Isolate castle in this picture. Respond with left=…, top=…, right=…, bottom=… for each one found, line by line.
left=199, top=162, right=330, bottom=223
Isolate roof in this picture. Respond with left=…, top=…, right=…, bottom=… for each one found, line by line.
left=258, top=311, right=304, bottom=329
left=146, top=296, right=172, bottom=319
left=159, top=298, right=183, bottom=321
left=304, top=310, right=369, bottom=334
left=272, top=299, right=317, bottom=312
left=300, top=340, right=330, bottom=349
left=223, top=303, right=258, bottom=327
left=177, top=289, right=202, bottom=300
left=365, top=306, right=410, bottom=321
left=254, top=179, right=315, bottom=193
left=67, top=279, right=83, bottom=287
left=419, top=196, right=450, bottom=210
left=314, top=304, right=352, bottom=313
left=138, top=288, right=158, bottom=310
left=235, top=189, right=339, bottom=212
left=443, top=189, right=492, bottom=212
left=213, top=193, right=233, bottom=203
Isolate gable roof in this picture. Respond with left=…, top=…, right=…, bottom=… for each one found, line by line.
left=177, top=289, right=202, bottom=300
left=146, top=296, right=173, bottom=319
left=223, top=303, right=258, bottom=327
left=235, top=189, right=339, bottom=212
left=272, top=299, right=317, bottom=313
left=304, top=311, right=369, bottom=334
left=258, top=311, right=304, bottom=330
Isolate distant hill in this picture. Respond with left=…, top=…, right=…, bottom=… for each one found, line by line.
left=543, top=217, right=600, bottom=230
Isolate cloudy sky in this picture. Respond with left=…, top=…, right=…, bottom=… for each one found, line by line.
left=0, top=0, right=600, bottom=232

================================

Please lay out the records as a two-column CSV headed instruction and boxes, beginning at the line that has "Isolate roof in" and stopping after the line that has "left=300, top=340, right=330, bottom=349". Use one row for each instruction and the box lines that follow it, with each field quoted and line breaks replaced by spaces.

Finished answer:
instruction,boxes
"Isolate roof in this picture. Respond with left=…, top=…, right=…, bottom=… for each one found, line by line.","left=258, top=311, right=304, bottom=329 left=146, top=296, right=172, bottom=319 left=159, top=298, right=183, bottom=321 left=304, top=310, right=369, bottom=334 left=272, top=299, right=317, bottom=312 left=300, top=340, right=330, bottom=349"